Exercise ▸ In the data below, change every "record" to "note" from the line with "For practice, label the smokestack" through the end of the data, both included. Return only those lines, with nothing else altered.

(Stored entries)
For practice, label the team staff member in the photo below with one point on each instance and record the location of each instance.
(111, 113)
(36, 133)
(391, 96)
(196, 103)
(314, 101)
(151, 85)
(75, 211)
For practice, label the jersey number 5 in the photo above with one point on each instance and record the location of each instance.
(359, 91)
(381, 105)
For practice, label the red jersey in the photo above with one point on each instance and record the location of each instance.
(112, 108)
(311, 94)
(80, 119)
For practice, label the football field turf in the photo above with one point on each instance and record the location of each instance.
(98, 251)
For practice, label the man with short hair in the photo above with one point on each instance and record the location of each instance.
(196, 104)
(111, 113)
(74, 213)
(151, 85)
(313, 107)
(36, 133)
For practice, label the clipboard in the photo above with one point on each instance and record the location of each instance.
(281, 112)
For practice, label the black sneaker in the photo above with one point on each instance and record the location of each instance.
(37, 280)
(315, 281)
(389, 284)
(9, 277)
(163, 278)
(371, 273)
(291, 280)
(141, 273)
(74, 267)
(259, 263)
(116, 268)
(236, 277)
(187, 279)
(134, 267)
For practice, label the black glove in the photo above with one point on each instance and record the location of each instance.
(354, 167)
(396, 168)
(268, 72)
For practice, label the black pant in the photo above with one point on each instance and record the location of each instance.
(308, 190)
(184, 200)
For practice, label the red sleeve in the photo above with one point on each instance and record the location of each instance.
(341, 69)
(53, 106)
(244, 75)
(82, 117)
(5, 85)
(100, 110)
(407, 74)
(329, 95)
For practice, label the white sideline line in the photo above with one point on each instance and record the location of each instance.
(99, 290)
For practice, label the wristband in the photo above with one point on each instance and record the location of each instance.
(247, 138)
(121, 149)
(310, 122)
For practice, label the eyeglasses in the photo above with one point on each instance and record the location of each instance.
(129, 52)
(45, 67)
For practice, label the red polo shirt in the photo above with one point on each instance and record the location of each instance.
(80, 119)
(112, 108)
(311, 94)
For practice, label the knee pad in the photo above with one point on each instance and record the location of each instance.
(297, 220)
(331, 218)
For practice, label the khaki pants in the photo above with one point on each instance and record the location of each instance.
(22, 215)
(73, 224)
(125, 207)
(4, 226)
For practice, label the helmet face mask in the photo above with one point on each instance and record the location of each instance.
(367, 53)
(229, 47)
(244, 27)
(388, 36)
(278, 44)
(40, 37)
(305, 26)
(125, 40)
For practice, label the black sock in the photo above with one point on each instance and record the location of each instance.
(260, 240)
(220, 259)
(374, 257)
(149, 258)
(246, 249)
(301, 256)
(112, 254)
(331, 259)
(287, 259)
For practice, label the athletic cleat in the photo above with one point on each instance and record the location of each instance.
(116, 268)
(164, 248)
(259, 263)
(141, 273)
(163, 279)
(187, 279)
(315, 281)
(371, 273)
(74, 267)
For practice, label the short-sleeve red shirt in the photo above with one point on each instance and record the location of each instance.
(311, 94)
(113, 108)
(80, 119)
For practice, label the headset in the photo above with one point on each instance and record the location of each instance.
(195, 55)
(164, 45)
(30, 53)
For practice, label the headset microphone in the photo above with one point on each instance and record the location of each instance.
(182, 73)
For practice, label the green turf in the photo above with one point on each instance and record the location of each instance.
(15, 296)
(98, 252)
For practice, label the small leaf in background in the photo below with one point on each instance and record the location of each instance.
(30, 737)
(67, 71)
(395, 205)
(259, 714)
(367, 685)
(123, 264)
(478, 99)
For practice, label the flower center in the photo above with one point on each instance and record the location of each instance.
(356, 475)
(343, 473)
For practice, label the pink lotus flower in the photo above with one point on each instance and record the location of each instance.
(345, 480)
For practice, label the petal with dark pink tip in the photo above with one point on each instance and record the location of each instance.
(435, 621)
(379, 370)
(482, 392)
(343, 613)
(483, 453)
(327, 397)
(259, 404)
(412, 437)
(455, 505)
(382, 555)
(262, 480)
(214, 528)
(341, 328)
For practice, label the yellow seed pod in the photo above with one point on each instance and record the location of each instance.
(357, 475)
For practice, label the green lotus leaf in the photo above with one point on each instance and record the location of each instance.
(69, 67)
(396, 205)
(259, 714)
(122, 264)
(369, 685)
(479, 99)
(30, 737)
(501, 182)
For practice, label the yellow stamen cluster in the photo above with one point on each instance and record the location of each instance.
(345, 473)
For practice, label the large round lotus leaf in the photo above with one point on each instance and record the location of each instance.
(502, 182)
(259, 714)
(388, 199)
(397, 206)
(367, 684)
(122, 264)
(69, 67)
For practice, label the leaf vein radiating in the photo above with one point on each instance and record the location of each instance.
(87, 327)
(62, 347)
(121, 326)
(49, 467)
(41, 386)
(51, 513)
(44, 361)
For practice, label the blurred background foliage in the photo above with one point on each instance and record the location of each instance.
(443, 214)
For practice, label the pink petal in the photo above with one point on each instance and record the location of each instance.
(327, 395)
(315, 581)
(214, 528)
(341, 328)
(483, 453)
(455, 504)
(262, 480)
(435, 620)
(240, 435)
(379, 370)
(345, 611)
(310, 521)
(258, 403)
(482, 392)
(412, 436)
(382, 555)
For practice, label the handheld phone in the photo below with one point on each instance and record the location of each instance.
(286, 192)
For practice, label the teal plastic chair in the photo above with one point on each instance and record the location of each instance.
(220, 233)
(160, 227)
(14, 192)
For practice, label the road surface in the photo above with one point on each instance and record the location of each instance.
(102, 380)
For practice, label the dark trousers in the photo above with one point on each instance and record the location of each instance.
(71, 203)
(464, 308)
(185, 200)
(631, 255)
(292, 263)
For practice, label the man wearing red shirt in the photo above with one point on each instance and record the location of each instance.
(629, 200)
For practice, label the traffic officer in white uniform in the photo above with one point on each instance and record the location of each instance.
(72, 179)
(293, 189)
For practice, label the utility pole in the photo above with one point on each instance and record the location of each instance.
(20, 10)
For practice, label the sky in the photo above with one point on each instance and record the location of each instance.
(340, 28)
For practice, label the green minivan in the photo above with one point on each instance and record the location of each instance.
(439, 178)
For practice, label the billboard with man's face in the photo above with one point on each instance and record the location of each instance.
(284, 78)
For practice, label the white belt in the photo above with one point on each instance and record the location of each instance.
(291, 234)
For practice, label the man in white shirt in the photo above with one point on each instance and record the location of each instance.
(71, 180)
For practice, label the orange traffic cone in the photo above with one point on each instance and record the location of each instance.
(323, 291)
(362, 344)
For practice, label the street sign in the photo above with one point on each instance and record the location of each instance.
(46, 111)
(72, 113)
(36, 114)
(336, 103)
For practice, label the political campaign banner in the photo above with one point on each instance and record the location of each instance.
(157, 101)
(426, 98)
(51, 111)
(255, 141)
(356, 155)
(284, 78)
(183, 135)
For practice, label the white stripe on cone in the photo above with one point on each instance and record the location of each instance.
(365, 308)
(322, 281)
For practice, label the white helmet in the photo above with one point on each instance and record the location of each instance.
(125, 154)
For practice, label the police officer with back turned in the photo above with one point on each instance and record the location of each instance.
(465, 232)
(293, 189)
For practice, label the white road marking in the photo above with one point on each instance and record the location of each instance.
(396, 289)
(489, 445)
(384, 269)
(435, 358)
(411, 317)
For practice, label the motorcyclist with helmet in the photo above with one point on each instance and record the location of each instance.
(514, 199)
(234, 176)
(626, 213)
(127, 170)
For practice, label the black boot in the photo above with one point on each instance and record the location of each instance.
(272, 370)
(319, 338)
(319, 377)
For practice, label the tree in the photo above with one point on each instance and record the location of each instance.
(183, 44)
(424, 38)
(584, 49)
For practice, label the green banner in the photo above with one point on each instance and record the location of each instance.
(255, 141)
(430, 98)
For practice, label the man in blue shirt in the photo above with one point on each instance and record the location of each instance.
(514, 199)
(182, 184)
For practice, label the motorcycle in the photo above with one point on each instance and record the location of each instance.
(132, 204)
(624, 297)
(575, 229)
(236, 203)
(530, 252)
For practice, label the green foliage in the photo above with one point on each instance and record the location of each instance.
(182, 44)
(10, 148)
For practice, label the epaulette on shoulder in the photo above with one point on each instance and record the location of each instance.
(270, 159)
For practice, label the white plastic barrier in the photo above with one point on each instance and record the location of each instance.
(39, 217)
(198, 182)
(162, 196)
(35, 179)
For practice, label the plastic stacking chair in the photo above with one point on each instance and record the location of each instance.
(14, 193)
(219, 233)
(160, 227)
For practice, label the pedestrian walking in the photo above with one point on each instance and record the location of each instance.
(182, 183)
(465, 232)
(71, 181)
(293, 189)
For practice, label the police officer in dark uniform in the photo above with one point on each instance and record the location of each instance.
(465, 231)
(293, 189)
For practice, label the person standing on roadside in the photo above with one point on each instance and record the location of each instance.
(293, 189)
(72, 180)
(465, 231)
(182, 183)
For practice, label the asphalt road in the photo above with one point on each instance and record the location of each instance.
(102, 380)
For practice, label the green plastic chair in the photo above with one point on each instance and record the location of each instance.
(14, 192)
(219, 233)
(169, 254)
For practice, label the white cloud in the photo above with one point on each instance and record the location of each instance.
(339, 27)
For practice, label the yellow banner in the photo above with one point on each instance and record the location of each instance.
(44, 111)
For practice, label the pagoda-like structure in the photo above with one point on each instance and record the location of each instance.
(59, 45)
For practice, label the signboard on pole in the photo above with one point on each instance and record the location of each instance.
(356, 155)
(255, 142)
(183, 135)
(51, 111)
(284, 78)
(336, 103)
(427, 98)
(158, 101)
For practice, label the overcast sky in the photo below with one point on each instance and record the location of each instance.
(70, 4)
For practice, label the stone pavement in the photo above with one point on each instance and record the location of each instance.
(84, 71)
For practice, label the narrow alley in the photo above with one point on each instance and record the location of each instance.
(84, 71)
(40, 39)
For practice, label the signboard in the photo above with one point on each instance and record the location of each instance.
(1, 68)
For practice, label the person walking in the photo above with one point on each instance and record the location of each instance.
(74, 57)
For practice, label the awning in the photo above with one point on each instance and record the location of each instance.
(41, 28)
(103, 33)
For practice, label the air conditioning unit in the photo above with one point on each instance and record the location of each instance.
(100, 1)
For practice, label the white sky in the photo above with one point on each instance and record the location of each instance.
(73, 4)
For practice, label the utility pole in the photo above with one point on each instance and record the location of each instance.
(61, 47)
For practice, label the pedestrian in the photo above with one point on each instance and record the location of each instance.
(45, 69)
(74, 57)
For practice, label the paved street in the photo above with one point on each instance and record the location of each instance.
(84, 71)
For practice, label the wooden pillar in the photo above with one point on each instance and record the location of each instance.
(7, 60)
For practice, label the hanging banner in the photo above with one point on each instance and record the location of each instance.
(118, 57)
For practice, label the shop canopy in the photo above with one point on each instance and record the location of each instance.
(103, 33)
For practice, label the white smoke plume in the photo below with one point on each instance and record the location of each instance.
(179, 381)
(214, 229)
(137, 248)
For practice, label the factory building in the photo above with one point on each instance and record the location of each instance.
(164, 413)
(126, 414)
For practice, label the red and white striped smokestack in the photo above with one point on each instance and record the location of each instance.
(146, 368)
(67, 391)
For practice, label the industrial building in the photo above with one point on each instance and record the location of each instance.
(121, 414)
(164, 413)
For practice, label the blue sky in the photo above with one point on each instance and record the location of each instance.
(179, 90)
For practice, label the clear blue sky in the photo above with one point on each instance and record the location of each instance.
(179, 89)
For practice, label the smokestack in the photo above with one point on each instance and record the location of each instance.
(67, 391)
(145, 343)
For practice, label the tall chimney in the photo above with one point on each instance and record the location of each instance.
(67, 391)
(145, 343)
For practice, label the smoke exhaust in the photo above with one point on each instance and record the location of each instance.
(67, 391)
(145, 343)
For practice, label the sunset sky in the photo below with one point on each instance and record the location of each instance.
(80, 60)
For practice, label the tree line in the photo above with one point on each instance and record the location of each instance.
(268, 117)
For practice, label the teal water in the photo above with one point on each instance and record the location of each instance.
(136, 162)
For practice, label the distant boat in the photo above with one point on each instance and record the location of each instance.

Full answer ▸
For practice, label the smokestack in the photo above with one point on each instance and note the location of each instance.
(67, 391)
(145, 343)
For practice, label the tall chimney in the photo above with one point on each instance and note the location of each instance.
(67, 391)
(145, 343)
For practice, label the smoke exhaust in the photo above with one point on each instance and note the location of each instance.
(67, 391)
(145, 343)
For practice, label the sunset sky in the photo below with one point on each instance and note the location of each instance.
(80, 60)
For practice, label the tree line in the photo above with one point on each instance and note the location of each instance.
(268, 117)
For practice, label the teal water in the photo above with one point on each instance and note the location of each instance.
(136, 162)
For practice, label the distant boat in the photo above with one point on each instance and note the location of each instance.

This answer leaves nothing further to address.